*Goal*
Lay out the part of the records that opens with the line containing "Where can you spot the green banana" and closes with the line containing "column 198, row 189" as a JSON list of strings, one string per line, leaving out blank lines. Include both of those lines and nothing outside this part.

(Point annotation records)

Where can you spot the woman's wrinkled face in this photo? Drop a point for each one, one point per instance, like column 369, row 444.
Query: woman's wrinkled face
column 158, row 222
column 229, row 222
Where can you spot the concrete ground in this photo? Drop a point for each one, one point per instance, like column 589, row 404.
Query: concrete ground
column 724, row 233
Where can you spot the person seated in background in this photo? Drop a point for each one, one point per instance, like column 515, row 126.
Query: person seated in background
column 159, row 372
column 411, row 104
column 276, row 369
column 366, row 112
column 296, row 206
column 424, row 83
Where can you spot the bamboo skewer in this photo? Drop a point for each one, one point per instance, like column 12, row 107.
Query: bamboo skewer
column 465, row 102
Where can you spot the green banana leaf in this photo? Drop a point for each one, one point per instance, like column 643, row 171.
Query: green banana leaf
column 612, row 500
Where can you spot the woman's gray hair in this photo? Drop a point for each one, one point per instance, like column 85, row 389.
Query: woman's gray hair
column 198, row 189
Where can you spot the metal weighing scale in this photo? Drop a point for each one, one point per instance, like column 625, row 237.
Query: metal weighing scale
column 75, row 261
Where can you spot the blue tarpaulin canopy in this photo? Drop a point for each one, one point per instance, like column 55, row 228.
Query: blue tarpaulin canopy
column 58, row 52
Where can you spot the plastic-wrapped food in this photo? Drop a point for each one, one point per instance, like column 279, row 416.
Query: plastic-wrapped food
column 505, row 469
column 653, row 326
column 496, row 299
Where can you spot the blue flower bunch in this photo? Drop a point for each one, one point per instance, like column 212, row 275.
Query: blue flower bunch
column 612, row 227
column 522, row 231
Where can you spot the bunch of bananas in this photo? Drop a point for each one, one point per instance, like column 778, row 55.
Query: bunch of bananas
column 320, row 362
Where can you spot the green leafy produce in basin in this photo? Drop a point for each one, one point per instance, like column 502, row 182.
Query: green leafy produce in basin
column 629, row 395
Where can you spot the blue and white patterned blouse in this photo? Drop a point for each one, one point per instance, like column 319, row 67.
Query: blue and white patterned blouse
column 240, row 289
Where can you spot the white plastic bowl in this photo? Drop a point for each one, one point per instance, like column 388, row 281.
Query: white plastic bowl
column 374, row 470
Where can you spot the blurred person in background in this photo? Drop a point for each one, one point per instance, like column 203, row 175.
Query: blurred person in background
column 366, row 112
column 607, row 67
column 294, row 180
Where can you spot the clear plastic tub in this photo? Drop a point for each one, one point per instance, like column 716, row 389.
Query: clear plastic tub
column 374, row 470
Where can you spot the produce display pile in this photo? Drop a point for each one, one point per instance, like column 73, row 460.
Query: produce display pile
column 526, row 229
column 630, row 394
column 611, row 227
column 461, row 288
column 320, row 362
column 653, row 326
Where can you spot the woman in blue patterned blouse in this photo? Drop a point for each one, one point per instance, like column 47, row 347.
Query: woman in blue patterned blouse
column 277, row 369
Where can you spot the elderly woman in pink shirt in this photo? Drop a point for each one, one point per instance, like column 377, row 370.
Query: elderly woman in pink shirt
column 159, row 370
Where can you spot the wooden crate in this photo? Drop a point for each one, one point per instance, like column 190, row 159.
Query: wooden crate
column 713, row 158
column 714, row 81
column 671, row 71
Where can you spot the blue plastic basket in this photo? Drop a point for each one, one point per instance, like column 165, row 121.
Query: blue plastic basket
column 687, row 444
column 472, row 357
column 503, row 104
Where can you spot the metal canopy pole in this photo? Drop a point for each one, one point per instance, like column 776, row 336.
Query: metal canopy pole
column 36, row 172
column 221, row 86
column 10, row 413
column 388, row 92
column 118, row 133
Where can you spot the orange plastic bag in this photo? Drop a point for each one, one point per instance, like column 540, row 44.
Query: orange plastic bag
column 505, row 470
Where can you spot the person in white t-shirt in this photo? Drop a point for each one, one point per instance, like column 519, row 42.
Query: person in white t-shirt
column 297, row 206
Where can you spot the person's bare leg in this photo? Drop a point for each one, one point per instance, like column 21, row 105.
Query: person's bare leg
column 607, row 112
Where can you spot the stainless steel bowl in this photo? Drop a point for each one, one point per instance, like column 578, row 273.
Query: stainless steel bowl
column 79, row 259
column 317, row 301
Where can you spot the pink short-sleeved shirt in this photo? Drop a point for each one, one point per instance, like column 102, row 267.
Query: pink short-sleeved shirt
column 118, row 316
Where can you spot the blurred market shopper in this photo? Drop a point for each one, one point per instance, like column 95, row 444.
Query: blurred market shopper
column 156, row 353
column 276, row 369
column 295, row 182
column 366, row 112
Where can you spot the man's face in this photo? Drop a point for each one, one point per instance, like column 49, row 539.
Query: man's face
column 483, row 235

---

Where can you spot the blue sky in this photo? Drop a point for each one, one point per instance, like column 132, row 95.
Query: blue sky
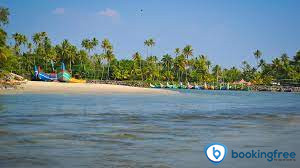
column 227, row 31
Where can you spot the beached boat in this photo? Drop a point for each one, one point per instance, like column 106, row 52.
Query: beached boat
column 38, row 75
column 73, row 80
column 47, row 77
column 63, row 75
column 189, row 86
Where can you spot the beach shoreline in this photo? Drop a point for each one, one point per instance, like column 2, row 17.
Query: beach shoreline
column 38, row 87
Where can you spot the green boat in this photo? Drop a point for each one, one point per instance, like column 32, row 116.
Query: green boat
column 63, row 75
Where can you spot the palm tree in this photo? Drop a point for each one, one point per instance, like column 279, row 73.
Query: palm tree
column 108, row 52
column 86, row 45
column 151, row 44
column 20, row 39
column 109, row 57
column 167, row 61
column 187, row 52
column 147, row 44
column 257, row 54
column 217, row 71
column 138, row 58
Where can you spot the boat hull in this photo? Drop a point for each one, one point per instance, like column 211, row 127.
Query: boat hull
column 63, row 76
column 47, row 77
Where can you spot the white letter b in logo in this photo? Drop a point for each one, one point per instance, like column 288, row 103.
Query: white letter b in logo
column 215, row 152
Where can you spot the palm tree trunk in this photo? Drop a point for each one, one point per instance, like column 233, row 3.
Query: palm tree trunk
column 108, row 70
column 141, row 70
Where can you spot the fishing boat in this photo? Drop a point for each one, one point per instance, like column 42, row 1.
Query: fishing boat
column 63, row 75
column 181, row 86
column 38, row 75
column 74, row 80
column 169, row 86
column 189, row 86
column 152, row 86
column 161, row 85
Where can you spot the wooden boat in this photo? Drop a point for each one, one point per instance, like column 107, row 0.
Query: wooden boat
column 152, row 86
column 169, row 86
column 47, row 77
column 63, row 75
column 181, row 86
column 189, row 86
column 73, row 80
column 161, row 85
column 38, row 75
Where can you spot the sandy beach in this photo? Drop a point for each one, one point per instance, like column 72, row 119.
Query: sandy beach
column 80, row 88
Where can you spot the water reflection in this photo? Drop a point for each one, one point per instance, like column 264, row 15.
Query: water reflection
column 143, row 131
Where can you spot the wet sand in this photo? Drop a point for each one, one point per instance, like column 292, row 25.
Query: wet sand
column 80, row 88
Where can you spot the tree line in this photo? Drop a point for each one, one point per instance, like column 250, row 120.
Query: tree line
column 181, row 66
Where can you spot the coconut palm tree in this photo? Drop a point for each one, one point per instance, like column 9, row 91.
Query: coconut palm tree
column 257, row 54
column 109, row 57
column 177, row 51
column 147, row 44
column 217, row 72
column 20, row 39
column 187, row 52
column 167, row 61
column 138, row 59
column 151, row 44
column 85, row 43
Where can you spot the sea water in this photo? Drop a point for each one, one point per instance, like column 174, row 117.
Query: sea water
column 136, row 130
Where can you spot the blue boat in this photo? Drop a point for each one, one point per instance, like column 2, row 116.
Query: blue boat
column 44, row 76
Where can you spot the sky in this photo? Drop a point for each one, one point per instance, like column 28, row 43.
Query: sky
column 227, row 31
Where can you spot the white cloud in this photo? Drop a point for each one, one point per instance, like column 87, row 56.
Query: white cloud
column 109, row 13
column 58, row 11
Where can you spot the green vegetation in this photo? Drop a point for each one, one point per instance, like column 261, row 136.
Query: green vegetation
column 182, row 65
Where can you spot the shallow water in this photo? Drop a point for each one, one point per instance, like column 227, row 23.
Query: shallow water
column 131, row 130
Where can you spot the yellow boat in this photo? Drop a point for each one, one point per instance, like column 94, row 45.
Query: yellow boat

*The response*
[
  "Where can you spot the green banana leaf in this photo? Drop a point for each one, one point per instance, like column 643, row 171.",
  "Query: green banana leaf",
  "column 612, row 500",
  "Where can you spot the woman's gray hair in this photo? Drop a point for each one, one point per instance, like column 85, row 389.",
  "Query: woman's gray hair",
  "column 198, row 189"
]